** begin QUOTED TEXT **

Dana’s first daughter was born on August 24, 1990. 

She was born in a very small rural rice farming community in Taiwan, and for her birth, my parents flew over from Hawaii. My dad put together a rocking chair for her mom, Jeanie. We assembled cloth diapers and precious tiny baby clothes. 

Dana and Jeanie named her Yu Han, which means, “all-inclusive jade,” meaning that she would have all of the qualities that jade has. Beauty, resilience, strength, longevity would be hers.

Dana and my own Swedish great-grandmother’s birthday had been August 24, 1890, one hundred years to the day before Yu Han’s. While we didn’t know our great-grandmother at all, we were tickled by the connection, the symmetry in dates. 

Dana and Yu Han were close. When Dana and Jeanie split up, Yu Han chose to follow Dana back to the United States from where they were living in mainland China. None of that was easy for her: imagine, a 14 year old girl moving on her own from China to the US? Her spoken English was fluent at the time, but her written English was not. Added to that, she had the rawness of someone who is completely unfamiliar with American culture and the awkwardness of adolescence spent in China.

She took all of this in stride and powerfully shifted as she integrated into her new life in Northern California with Dana.

Now, turning 26 with Dana in the ICU. 

My heart ached.

It seems from my camera roll that I only took one photo that day. I know that can’t be true; I must have used my big camera and not my iphone, but I don’t know where those photos are right now.

small boy making a face

From the sign behind my mom’s head, I see we went to the Outback Steakhouse for dinner. I remember now that we had a corner booth that was tucked on a side. I remember that the restaurant was full, and that Mack and Moxie would seemingly stagger their requests to go to the bathroom so that as soon as I came back with one, the other had to go. I felt like I spent my evening in the bathroom.

I also remember squeezing in between tables and trying to restrain Mack or Moxie from running too fast, from crashing into things or people. 

I remember being sad.

Looking at the photo makes me smile though, because right here and now, it only reminds me of Dana. Mack looks like Dana, and when Dana was 4 years old, he would do exactly this: make faces in front of the camera and be goofy, crazy, hilarious.

And I would sit by him and laugh and laugh.

** end QUOTED TEXT **

* _EXERCISE BRIEF_
Please reproduce word for word the part of the memoir that opens with the words containing "Dana and Yu" and closes with "My heart ached.". The data comes from a separate source unrelated to the memoir.

** begin RAW DATA **

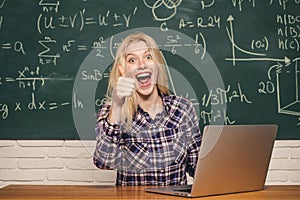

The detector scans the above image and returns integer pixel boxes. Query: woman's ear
[118,64,125,76]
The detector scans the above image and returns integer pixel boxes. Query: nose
[138,58,146,69]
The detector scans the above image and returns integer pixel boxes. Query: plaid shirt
[93,95,201,185]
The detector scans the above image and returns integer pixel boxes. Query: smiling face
[119,41,158,96]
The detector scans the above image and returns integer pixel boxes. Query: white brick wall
[0,140,300,187]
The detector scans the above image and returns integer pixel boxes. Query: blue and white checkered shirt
[93,95,201,185]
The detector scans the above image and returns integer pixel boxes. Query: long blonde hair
[106,32,170,128]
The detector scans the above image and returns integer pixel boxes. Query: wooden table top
[0,185,300,200]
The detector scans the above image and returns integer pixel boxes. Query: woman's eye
[128,58,135,63]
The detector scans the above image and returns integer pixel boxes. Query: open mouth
[135,72,151,85]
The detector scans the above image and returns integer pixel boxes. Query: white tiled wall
[0,140,300,187]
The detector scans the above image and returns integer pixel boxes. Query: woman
[93,33,201,185]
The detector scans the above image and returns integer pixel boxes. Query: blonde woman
[93,32,201,185]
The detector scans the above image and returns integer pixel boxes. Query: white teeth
[136,73,151,78]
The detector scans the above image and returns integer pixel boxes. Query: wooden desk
[0,185,300,200]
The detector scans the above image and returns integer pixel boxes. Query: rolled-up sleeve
[93,105,121,169]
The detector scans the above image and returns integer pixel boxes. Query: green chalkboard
[0,0,300,139]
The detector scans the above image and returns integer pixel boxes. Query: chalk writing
[0,0,300,139]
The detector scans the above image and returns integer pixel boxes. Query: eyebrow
[125,49,151,58]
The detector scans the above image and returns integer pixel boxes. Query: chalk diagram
[225,15,300,122]
[143,0,182,21]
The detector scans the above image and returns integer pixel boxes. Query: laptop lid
[146,125,277,197]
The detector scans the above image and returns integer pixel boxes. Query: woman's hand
[113,76,135,106]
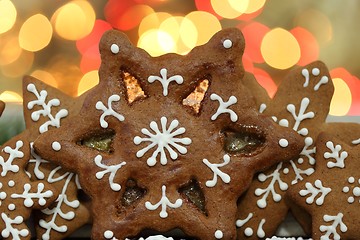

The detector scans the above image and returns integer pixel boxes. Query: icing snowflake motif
[134,117,191,167]
[27,83,68,133]
[39,166,80,240]
[1,213,30,240]
[236,213,265,238]
[210,93,238,122]
[11,183,53,207]
[95,94,125,128]
[203,154,231,187]
[148,68,184,96]
[0,141,24,177]
[94,155,126,192]
[343,177,360,204]
[145,185,182,218]
[324,141,348,168]
[299,179,331,206]
[320,213,347,240]
[301,68,329,91]
[255,163,288,208]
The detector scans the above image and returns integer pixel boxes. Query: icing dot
[348,177,355,183]
[51,142,61,151]
[104,230,114,239]
[311,68,320,76]
[244,228,254,237]
[110,43,120,54]
[8,203,15,211]
[279,138,289,147]
[8,180,15,187]
[223,39,232,49]
[215,230,224,239]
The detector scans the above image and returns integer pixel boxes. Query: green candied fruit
[122,179,146,206]
[83,137,112,152]
[224,131,264,154]
[179,180,207,215]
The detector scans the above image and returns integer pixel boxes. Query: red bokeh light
[290,27,319,66]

** end RAW DATA **

* _OUTPUT_
Dana and Yu Han were close. When Dana and Jeanie split up, Yu Han chose to follow Dana back to the United States from where they were living in mainland China. None of that was easy for her: imagine, a 14 year old girl moving on her own from China to the US? Her spoken English was fluent at the time, but her written English was not. Added to that, she had the rawness of someone who is completely unfamiliar with American culture and the awkwardness of adolescence spent in China.

She took all of this in stride and powerfully shifted as she integrated into her new life in Northern California with Dana.

Now, turning 26 with Dana in the ICU. 

My heart ached.